Records provided
**********

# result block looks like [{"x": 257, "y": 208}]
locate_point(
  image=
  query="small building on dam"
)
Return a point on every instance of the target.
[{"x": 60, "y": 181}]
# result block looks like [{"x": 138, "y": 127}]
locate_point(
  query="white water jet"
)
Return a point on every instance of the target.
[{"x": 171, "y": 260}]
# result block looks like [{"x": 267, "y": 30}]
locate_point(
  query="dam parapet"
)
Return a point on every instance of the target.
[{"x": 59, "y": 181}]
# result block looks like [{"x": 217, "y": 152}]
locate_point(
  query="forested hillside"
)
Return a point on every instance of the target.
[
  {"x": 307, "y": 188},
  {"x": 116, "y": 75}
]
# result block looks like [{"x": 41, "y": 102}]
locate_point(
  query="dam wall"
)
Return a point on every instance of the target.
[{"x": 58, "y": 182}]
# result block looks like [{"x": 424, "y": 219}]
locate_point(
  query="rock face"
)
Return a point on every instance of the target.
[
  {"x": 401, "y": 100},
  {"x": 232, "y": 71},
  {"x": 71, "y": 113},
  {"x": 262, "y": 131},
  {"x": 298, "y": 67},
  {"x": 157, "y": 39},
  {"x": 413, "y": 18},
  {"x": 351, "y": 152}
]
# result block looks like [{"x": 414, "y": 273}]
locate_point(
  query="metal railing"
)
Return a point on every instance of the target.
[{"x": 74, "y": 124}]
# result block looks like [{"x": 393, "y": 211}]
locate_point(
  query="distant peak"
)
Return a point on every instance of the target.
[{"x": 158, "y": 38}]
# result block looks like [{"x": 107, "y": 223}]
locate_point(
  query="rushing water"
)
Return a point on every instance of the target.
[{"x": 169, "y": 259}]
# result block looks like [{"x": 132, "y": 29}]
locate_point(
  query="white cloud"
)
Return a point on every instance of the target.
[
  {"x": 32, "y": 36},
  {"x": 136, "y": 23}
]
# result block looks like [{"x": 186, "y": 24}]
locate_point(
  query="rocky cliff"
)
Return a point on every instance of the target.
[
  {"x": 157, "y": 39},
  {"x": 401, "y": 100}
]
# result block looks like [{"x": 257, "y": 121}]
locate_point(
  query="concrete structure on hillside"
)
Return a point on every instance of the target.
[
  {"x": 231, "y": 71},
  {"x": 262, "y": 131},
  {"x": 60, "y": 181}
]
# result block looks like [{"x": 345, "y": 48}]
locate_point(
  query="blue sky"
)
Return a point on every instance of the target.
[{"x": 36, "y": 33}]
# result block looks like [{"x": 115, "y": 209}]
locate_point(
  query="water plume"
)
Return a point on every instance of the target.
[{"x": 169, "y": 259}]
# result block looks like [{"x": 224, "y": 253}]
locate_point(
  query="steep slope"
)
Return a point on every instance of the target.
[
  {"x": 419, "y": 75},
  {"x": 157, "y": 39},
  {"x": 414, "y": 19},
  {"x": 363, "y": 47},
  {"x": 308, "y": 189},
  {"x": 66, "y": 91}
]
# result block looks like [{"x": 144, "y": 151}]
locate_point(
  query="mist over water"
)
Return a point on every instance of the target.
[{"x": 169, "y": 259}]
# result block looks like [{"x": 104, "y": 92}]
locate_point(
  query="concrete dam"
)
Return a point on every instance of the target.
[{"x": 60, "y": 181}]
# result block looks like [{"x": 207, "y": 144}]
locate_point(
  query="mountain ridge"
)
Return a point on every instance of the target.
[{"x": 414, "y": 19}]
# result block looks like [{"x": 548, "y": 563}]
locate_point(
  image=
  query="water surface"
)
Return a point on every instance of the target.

**********

What you need to do
The word "concrete" may appear in several lines of the data; copy every line where it does.

Result of this task
  query="concrete structure on hillside"
  query="concrete dam"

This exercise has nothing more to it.